## What needs to be done
Among the records that follow, find the line with "345L273 328L257 326L244" and the line with "positive clicks: (247, 368)". Set down those lines and all lines between them exactly, without adding anything.

## Excerpted data

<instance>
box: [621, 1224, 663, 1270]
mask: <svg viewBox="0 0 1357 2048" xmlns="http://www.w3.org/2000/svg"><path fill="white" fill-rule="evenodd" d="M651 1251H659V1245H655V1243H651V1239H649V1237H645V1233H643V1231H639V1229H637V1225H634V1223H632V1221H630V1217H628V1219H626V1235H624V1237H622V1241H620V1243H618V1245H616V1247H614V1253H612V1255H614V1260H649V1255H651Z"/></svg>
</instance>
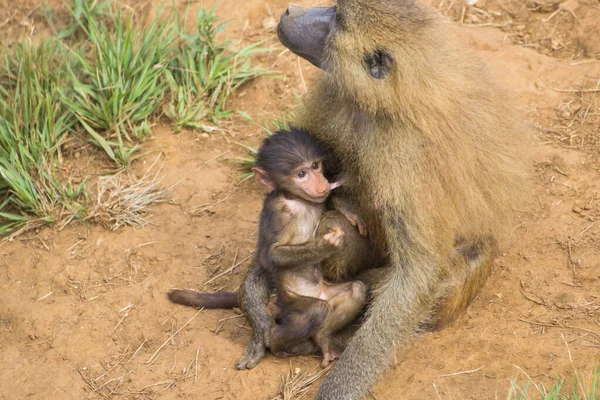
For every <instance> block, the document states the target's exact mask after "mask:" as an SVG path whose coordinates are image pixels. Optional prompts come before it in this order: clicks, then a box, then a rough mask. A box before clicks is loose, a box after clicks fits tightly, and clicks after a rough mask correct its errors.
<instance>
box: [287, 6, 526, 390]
mask: <svg viewBox="0 0 600 400" xmlns="http://www.w3.org/2000/svg"><path fill="white" fill-rule="evenodd" d="M336 11H337V18H338V21H337V28H336V29H334V30H332V32H331V33H330V34H329V36H328V38H327V42H326V47H325V56H324V59H325V61H324V65H325V66H326V69H327V72H319V74H318V75H317V77H316V79H315V81H313V82H312V85H311V87H310V90H309V93H308V95H307V98H306V101H305V107H304V111H302V113H301V115H300V116H299V118H298V121H297V124H298V126H300V127H301V128H303V129H306V130H308V131H310V132H311V133H312V134H313V135H315V136H316V137H317V138H318V139H319V140H321V141H322V142H324V143H325V144H326V145H327V146H328V147H329V148H330V149H331V150H332V151H333V152H334V153H335V155H336V156H337V158H338V159H339V161H340V163H341V168H342V171H343V173H344V175H345V176H346V177H347V179H348V181H347V187H346V190H347V191H348V192H349V193H350V195H351V196H353V197H355V198H356V199H357V201H358V204H359V210H358V212H359V214H360V215H361V216H363V217H364V218H365V219H366V222H367V226H368V227H369V238H370V241H371V243H372V245H373V246H376V247H377V248H378V249H379V252H380V254H382V255H385V256H386V258H387V260H388V262H389V269H387V268H386V269H385V279H383V280H381V281H380V283H379V285H377V286H376V287H375V289H374V300H373V301H372V304H371V305H370V307H369V310H368V312H367V316H366V319H365V321H364V323H363V325H362V326H361V328H360V329H359V330H358V331H357V333H356V335H355V336H354V337H353V338H352V339H351V341H350V343H349V345H348V347H347V348H346V350H345V351H344V353H343V354H342V356H341V358H340V360H339V361H338V363H337V364H336V365H335V366H334V368H333V370H332V371H331V373H330V374H329V376H328V377H327V379H326V380H325V382H324V383H323V384H322V386H321V388H320V390H319V394H318V396H317V398H318V399H321V400H323V399H332V400H333V399H336V400H337V399H359V398H362V397H363V396H364V395H365V394H366V393H367V391H368V390H369V388H370V387H371V386H372V385H373V384H374V383H375V382H376V380H377V379H378V378H379V377H380V375H381V374H382V372H383V371H384V370H385V369H386V368H387V366H388V365H389V363H390V362H391V361H392V359H393V357H394V351H395V350H396V349H398V348H401V347H403V346H405V345H406V344H407V343H408V342H409V341H410V339H411V338H412V337H413V336H414V334H415V333H416V332H418V331H419V330H420V329H422V328H423V327H430V328H440V327H442V326H444V325H445V324H447V323H448V322H450V321H452V320H453V319H454V318H455V317H456V315H457V314H458V313H459V312H460V311H461V310H463V309H464V308H465V307H466V306H467V305H468V304H469V303H470V302H471V301H472V300H473V298H474V297H475V296H476V294H477V292H478V290H479V288H480V287H481V286H482V284H483V282H484V281H485V279H486V277H487V276H488V274H489V270H490V267H491V264H492V260H493V257H494V256H495V254H496V253H497V243H498V241H499V240H502V238H503V237H505V234H506V233H507V231H509V230H510V227H511V226H512V225H511V223H510V221H511V219H510V217H511V214H512V208H513V207H512V205H513V203H514V202H515V201H516V197H517V196H518V194H519V193H520V192H521V189H522V188H521V186H520V182H522V177H523V166H522V153H521V152H520V149H519V147H520V143H523V141H524V140H525V135H524V128H523V125H522V124H521V123H520V122H519V116H518V115H517V113H516V112H515V111H514V109H513V108H512V104H511V101H510V100H509V99H508V98H507V97H506V95H505V94H504V93H503V91H502V90H501V89H500V88H499V87H498V86H497V85H496V84H495V83H493V80H492V79H491V77H490V75H489V74H488V72H487V71H486V69H485V67H484V66H483V65H482V64H481V63H480V62H479V61H477V60H476V59H475V58H474V57H473V56H472V55H471V54H469V52H468V51H467V50H465V49H464V48H461V47H460V46H459V45H458V43H457V41H456V39H455V38H453V35H452V32H451V31H450V29H451V28H450V27H449V26H448V25H447V24H446V23H444V22H443V21H441V20H440V18H438V17H437V16H436V15H435V14H434V13H433V12H432V11H429V10H426V9H424V8H422V6H420V5H419V4H418V3H417V2H415V1H413V0H379V1H374V0H340V1H339V2H338V6H337V9H336ZM381 50H384V51H385V52H386V53H387V54H389V55H390V56H391V59H392V60H393V64H392V66H391V70H390V71H389V73H388V74H387V75H386V76H385V77H384V79H376V78H374V77H373V76H371V75H369V73H368V70H367V68H366V67H365V56H366V55H368V54H373V53H375V52H377V51H381Z"/></svg>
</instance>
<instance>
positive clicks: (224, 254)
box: [0, 0, 600, 400]
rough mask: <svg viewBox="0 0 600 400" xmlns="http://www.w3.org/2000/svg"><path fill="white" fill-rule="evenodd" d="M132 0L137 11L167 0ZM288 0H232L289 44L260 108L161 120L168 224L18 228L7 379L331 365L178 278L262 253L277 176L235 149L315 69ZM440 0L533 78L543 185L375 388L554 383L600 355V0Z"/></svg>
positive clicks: (200, 387) (460, 35)
mask: <svg viewBox="0 0 600 400" xmlns="http://www.w3.org/2000/svg"><path fill="white" fill-rule="evenodd" d="M297 2H298V3H300V4H301V5H304V6H312V5H315V4H319V3H320V4H326V3H325V2H318V1H317V2H315V1H307V0H297ZM131 3H132V7H138V9H139V12H146V13H151V12H152V10H153V7H154V6H153V5H152V4H151V3H150V4H149V3H144V2H131ZM53 4H54V8H55V9H60V7H61V6H60V4H59V2H57V1H55V2H51V3H50V5H51V6H52V5H53ZM212 4H213V1H205V2H204V5H205V6H207V7H208V6H212ZM286 5H287V0H268V1H267V0H247V1H243V2H242V1H239V0H221V1H220V2H219V4H218V7H217V12H218V15H220V16H221V17H222V18H224V19H229V20H231V24H230V26H229V28H228V35H229V36H230V37H231V38H234V39H239V40H241V41H242V42H243V43H251V42H255V41H258V40H266V45H268V46H272V48H273V50H272V51H271V52H270V53H269V54H265V55H263V56H260V57H259V58H257V59H256V63H257V64H258V65H263V66H268V67H270V68H271V69H272V70H274V71H277V72H279V73H280V74H281V75H282V76H283V79H275V78H261V79H258V80H255V81H254V82H252V83H250V84H248V85H246V86H245V87H243V88H242V89H241V90H240V91H238V92H237V93H236V95H235V96H234V99H233V100H232V101H231V102H230V104H229V106H230V107H231V108H234V109H239V110H244V111H246V112H248V113H249V114H250V115H251V116H252V117H253V122H248V121H245V120H243V119H241V118H240V119H236V118H234V119H232V120H230V121H227V122H226V123H224V125H223V126H222V127H221V128H222V129H220V130H216V131H214V132H212V133H211V134H210V135H206V134H202V133H201V132H190V131H185V132H182V133H180V134H175V133H173V132H172V130H171V129H170V127H168V126H160V125H159V126H157V127H156V128H155V130H154V132H153V137H152V139H151V140H148V141H146V142H145V143H144V147H145V149H148V150H149V149H159V151H160V152H161V154H162V161H164V166H163V169H162V172H161V174H162V175H163V179H164V184H165V185H170V184H175V183H177V182H180V183H179V185H178V186H177V187H176V188H175V189H174V192H173V194H172V195H173V201H172V202H171V204H163V205H160V206H156V207H154V209H153V212H154V214H155V215H154V217H153V218H152V220H153V225H151V226H148V227H146V228H144V229H137V230H136V229H133V228H126V229H123V230H120V231H118V232H112V231H110V230H107V229H105V228H103V227H100V226H92V227H91V228H88V227H86V226H84V225H81V224H80V225H77V224H73V225H69V226H67V227H66V228H65V229H63V230H60V231H59V230H58V229H57V228H44V229H42V230H41V231H38V232H35V233H31V234H29V235H24V236H21V237H18V238H16V239H15V240H13V241H11V242H4V243H3V244H1V246H0V287H1V288H2V290H1V291H0V349H1V351H0V398H2V399H25V398H28V399H83V398H115V399H118V398H123V399H175V398H178V399H179V398H185V399H187V398H189V399H210V400H216V399H271V398H279V397H278V396H279V394H278V393H279V391H280V385H281V377H282V375H285V374H287V373H288V371H289V370H290V368H292V370H293V369H295V368H302V369H304V368H307V369H309V370H315V369H318V368H319V367H318V365H319V359H318V358H317V357H314V358H311V357H297V358H293V359H282V358H275V357H273V356H270V355H268V356H267V357H266V358H265V359H264V360H263V361H262V362H261V363H260V364H259V366H258V367H257V368H255V369H253V370H251V371H242V372H240V371H236V370H235V368H234V365H235V362H236V360H237V359H238V358H239V357H240V355H241V354H242V351H243V349H244V347H245V345H246V343H247V342H248V339H249V335H250V330H249V327H248V326H247V324H246V323H245V320H244V318H243V317H240V315H239V314H238V313H236V312H234V311H228V310H225V311H197V310H194V309H190V308H182V307H178V306H175V305H173V304H170V303H169V302H168V301H167V299H166V296H165V292H166V291H167V290H168V289H169V288H172V287H184V288H196V289H202V290H235V289H236V288H237V287H238V285H239V283H240V280H241V276H242V275H243V274H244V272H245V271H246V269H247V268H248V266H249V260H248V257H249V256H250V255H251V252H252V251H253V248H254V245H255V241H256V231H257V220H258V214H259V211H260V207H261V200H262V196H263V192H262V190H261V189H260V188H258V187H257V185H256V184H254V183H253V182H250V181H246V182H244V183H241V184H239V174H240V171H239V170H238V169H237V167H236V164H235V157H243V156H244V152H245V150H244V148H242V147H240V146H239V145H238V144H237V143H249V144H252V145H257V144H258V143H260V139H261V137H262V135H263V132H262V130H261V128H260V127H259V126H258V124H259V123H261V122H263V121H264V119H265V118H267V117H276V116H277V115H279V113H280V111H281V110H289V109H293V107H294V105H295V100H294V93H303V92H304V91H305V85H308V86H309V85H310V84H311V83H310V81H311V75H312V74H313V73H314V68H313V67H312V66H311V65H309V64H308V63H306V62H304V61H301V60H299V59H298V58H297V57H296V56H294V55H293V54H291V53H290V52H289V51H286V50H285V49H284V48H283V47H282V46H281V45H280V44H279V43H278V42H277V40H276V35H275V33H274V29H273V27H274V24H275V21H276V19H277V18H278V15H279V14H280V13H281V12H282V11H283V10H284V8H285V6H286ZM198 6H199V3H193V4H191V7H192V9H194V8H197V7H198ZM433 6H434V7H436V8H438V9H439V10H440V12H441V13H442V14H444V15H445V16H446V17H447V18H448V19H449V21H451V23H452V24H454V25H455V27H456V30H457V31H458V34H459V35H460V36H461V37H462V38H463V40H464V43H465V49H470V50H472V51H474V52H475V53H477V54H478V55H479V57H481V58H482V59H483V60H484V61H485V62H486V63H487V64H489V65H490V66H491V68H492V69H493V71H494V73H495V75H496V76H497V77H498V79H500V80H501V81H502V82H503V84H504V85H505V86H506V87H508V88H509V89H510V90H511V91H512V92H513V93H514V94H515V99H516V101H518V105H519V107H520V108H521V109H522V110H523V111H524V113H525V115H526V118H527V119H528V122H529V124H530V126H531V128H532V129H531V138H523V140H524V141H525V140H528V141H530V142H532V143H533V145H532V148H531V152H532V154H533V161H532V162H531V165H530V167H531V170H532V174H531V178H530V187H532V188H533V189H534V190H533V191H534V193H533V194H532V195H531V196H530V197H529V198H528V201H527V203H526V204H524V205H521V206H519V207H520V208H519V218H518V219H519V221H518V225H516V226H515V228H514V232H515V235H514V239H513V240H512V242H511V243H508V244H506V245H505V247H504V250H503V254H502V256H501V257H499V259H498V260H497V261H496V263H495V266H494V269H493V274H492V276H491V277H490V279H489V280H488V282H487V284H486V285H485V287H484V289H483V291H482V293H481V295H480V296H479V297H478V298H477V299H476V301H475V302H474V303H473V304H472V306H471V307H470V308H469V309H468V311H467V312H465V313H464V314H463V315H462V316H461V317H460V318H459V319H458V320H457V321H456V322H454V323H453V324H452V325H451V326H449V327H448V328H446V329H445V330H443V331H441V332H438V333H435V334H428V335H424V336H422V337H420V338H418V340H416V341H415V343H414V344H413V345H412V346H410V347H409V348H406V349H402V350H400V351H398V353H397V357H396V363H395V365H394V366H393V367H392V368H391V369H390V370H389V372H388V373H386V374H385V375H384V376H383V377H382V379H381V381H380V382H379V383H378V384H377V385H376V386H375V387H374V388H373V390H372V395H373V397H374V398H377V399H417V400H418V399H434V398H440V399H462V398H465V399H496V398H500V399H503V398H506V395H507V393H508V390H509V388H510V384H511V380H512V379H515V378H517V380H518V381H519V382H520V383H521V384H523V383H524V382H525V379H526V376H527V375H528V376H529V377H531V378H532V379H533V380H534V381H535V382H536V383H537V384H538V385H540V386H541V385H543V386H544V387H546V388H549V387H550V386H551V385H552V383H553V382H554V380H555V377H556V376H563V377H566V378H567V381H566V383H565V385H566V386H567V387H570V385H571V382H572V377H573V376H574V375H575V373H580V374H582V375H583V376H585V377H589V376H590V373H591V371H592V369H593V367H594V364H595V362H596V361H597V360H598V359H599V358H600V326H599V325H600V253H599V252H598V250H599V248H600V223H599V222H597V221H598V218H599V215H600V214H599V213H600V180H599V179H598V178H599V168H600V158H599V156H598V154H599V153H598V150H599V149H600V146H599V144H598V138H600V132H599V127H598V126H599V121H600V118H599V115H600V109H599V108H598V98H597V97H600V94H599V93H598V92H594V91H593V90H592V89H598V87H599V86H598V85H599V84H600V60H599V59H600V3H599V2H598V1H597V0H585V1H584V0H580V1H577V0H569V1H565V2H562V3H557V2H538V1H528V2H524V1H516V0H500V1H497V0H486V1H483V0H482V1H481V2H479V3H477V4H476V5H475V7H471V8H465V10H464V12H463V7H462V6H460V5H458V3H456V4H455V3H454V2H449V1H448V0H442V1H441V2H440V3H439V2H437V1H436V2H434V4H433ZM185 7H186V4H185V3H184V2H181V4H180V6H179V8H180V9H181V10H182V12H183V10H184V9H185ZM0 16H1V17H0V32H2V35H3V36H4V37H6V38H8V40H9V41H10V40H15V39H17V38H18V37H19V36H20V35H32V36H35V35H39V34H44V33H45V32H47V31H48V27H47V26H46V25H45V23H44V19H43V17H42V14H41V9H40V7H39V6H38V5H37V2H35V1H33V0H23V1H16V0H15V1H9V0H0ZM461 22H462V23H461ZM579 89H587V90H588V91H585V92H583V93H578V92H577V90H579ZM90 151H93V150H90ZM156 155H157V153H156V152H155V153H152V154H149V155H148V156H146V157H145V158H142V160H141V161H139V162H137V164H135V165H134V168H133V170H134V172H135V173H138V174H140V173H142V172H143V171H145V169H146V168H147V166H148V165H149V164H150V163H151V162H152V161H153V160H154V159H155V157H156ZM218 156H220V157H218ZM209 161H210V162H209ZM198 206H201V207H198ZM236 264H239V265H238V266H236V267H234V268H233V269H231V267H232V266H234V265H236ZM228 269H231V272H228V273H225V274H223V275H222V276H220V277H218V278H216V279H214V280H213V281H212V282H210V283H209V284H207V285H204V286H202V284H203V283H204V282H206V281H207V280H209V279H211V278H214V277H216V276H218V275H219V274H221V273H222V272H224V271H226V270H228ZM461 372H463V373H461ZM457 373H458V374H457ZM316 387H317V385H316V384H315V385H313V387H312V388H311V389H310V391H309V396H313V395H314V393H315V390H316ZM535 392H536V390H535V388H534V387H532V388H531V389H530V393H531V394H533V393H535Z"/></svg>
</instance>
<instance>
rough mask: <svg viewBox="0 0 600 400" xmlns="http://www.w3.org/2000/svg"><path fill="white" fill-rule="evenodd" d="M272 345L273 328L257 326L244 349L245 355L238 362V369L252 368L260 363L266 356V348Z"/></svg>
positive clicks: (247, 368)
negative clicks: (246, 345) (272, 333)
mask: <svg viewBox="0 0 600 400" xmlns="http://www.w3.org/2000/svg"><path fill="white" fill-rule="evenodd" d="M267 347H271V329H270V327H268V328H261V327H258V326H257V327H255V329H254V330H253V332H252V338H251V339H250V343H248V346H247V347H246V350H245V351H244V355H243V356H242V358H240V360H239V361H238V362H237V364H236V365H235V367H236V368H237V369H252V368H254V367H256V366H257V365H258V363H259V362H260V360H262V358H263V357H264V356H265V349H266V348H267Z"/></svg>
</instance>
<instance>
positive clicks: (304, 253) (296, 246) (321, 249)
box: [263, 240, 339, 270]
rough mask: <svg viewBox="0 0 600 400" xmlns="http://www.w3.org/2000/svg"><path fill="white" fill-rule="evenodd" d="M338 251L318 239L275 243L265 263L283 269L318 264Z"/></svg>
mask: <svg viewBox="0 0 600 400" xmlns="http://www.w3.org/2000/svg"><path fill="white" fill-rule="evenodd" d="M338 251H339V249H338V248H337V247H335V246H327V245H323V244H321V242H320V241H318V240H315V241H312V242H307V243H302V244H296V245H286V244H278V243H275V244H274V245H273V246H271V248H270V249H269V251H267V252H266V254H265V255H264V257H265V260H264V261H265V262H264V264H263V265H264V266H265V267H266V268H272V269H273V270H281V269H289V268H294V267H298V266H301V265H311V264H317V263H319V262H321V261H323V260H324V259H326V258H327V257H329V256H331V255H332V254H335V253H336V252H338Z"/></svg>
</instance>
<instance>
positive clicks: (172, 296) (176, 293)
mask: <svg viewBox="0 0 600 400" xmlns="http://www.w3.org/2000/svg"><path fill="white" fill-rule="evenodd" d="M167 296H168V297H169V300H171V301H172V302H173V303H177V304H183V305H184V306H191V307H196V308H202V307H204V308H224V309H227V308H233V307H239V306H240V302H239V300H238V295H237V293H234V292H215V293H200V292H194V291H193V290H181V289H173V290H171V291H169V292H168V293H167Z"/></svg>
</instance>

## Answer to the exercise
rough mask: <svg viewBox="0 0 600 400" xmlns="http://www.w3.org/2000/svg"><path fill="white" fill-rule="evenodd" d="M272 345L273 328L257 326L244 349L245 355L238 362V369L252 368L260 363L266 356V348Z"/></svg>
positive clicks: (247, 368)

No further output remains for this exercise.